Segmentation mask data
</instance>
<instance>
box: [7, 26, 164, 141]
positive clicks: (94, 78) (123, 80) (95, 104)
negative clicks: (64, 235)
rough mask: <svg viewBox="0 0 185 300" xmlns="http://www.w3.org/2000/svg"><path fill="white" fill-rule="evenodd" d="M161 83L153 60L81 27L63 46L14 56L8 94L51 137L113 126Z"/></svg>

**Requirement:**
Copy the lines above word for word, keeping every character as it appears.

**Exercise result:**
</instance>
<instance>
box: [7, 26, 164, 141]
positive clicks: (94, 78) (123, 80) (95, 104)
negative clicks: (64, 235)
rough mask: <svg viewBox="0 0 185 300" xmlns="http://www.w3.org/2000/svg"><path fill="white" fill-rule="evenodd" d="M161 83L153 60L81 27L63 46L14 56L8 94L51 137L113 126Z"/></svg>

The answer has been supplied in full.